OPDRACHTEN »
• A. Waarom kwam Nicodemus volgens de preek over Nicodemus midden in de nacht naar Jezus?
• B. Geef voor elke bewering aan of ze klopt met de preek over Nicodemus: (i) Nicodemus was lid van het Sanhedrin. (ii) Nicodemus was een arm man. (iii) De preek gaat vandaag alleen over Nicodemus.

AANGELEVERDE TEKST »
== == ==

Gods licht schijnt in het duister...

Beste vrienden,

Het evangelie van vandaag heeft zoveel verschillende facetten dat we er meerdere preken over zouden kunnen maken. Maar vandaag zou ik alleen maar die geheimzinnige persoon die in de allereerste zin werd vernoemd, beter willen leren kennen.

Wie was toch die Nicodemus? Zoals uit de korte beschrijving blijkt, moet het wel een belangrijk persoon zijn geweest: een geleerde, een joodse Rabbi, een gerespecteerd lid van het Sanhedrin, van de hoge raad, en ook van de partij van de farizeeërs. Kortom, het was iemand die in elk geval op een zeer succesvolle carrière kon terugblikken. Al wat hij zich van het leven had voorgesteld had hij, voor zover wij dat uit de overlevering weten, ook bereikt. Hij was een vooraanstaand man met een groot aanzien bij de mensen, welstellend en zeer invloedrijk. En uitgerekend die Nicodemus komt Jezus opzoeken. En dan nog midden in de nacht!

Nicodemus kwam onder de bescherming van de duisternis, omdat hij de ontmoeting met Jezus geheim wilde houden. Hij was tenslotte een alom gekende persoonlijkheid en een ontmoeting met die omstreden Nazareense prediker zou nefast kunnen zijn voor zijn goede naam. Anderzijds zou die nacht ook een beeld kunnen zijn van de persoonlijke situatie waarin Nicodemus verkeert: Hij tast misschien in het duister.  Hij heeft in het leven zeer veel bereikt, maar echt gelukkig schijnt hij toch niet te zijn. Er ontbreekt hem nog iets, en juist dat schijnt hij nu bij Jezus te zoeken.

== == ==

BRONGEGEVENS »
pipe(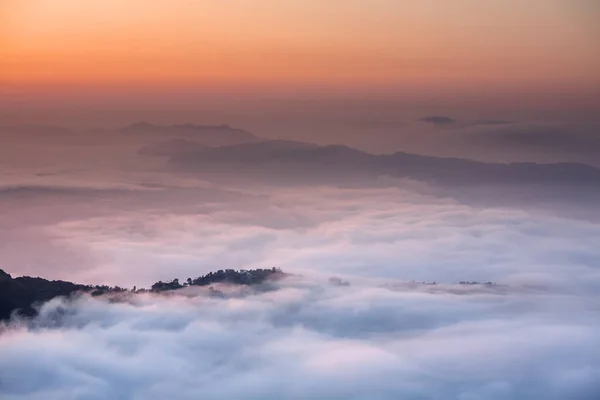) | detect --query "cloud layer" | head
[0,278,600,400]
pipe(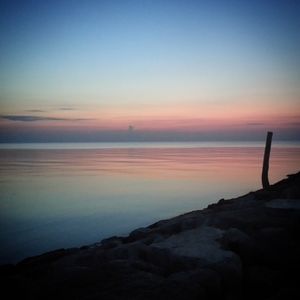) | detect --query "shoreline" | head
[0,172,300,299]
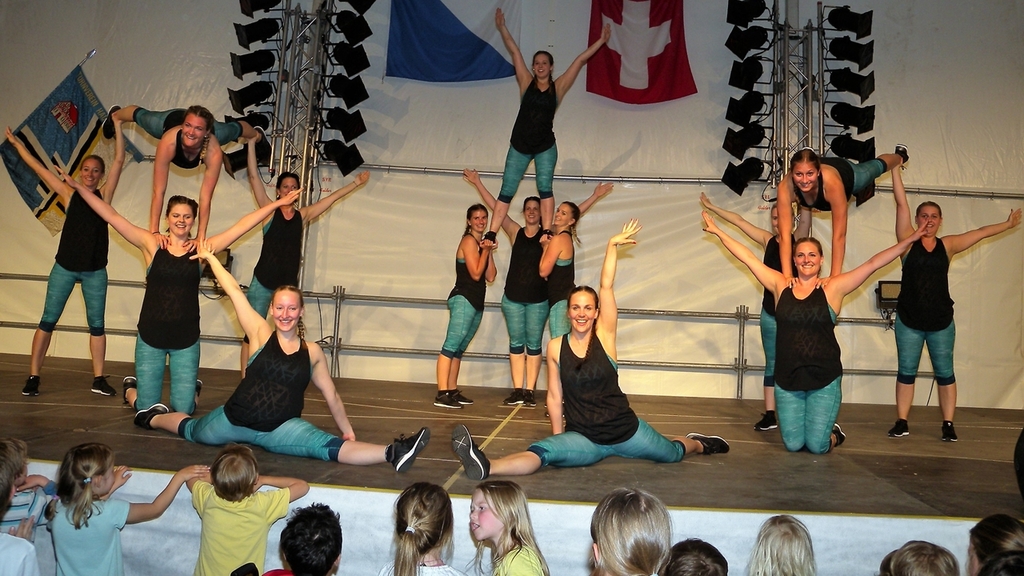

== == ==

RESULTATEN PER OPDRACHT »
• A. Hij wilde de ontmoeting met Jezus geheim houden.

• B.
(i) Ja: "een gerespecteerd lid van het Sanhedrin"
(ii) Nee: "welstellend en zeer invloedrijk"
(iii) Ja: "Maar vandaag zou ik alleen maar die geheimzinnige persoon die in de allereerste zin werd vernoemd, beter willen leren kennen."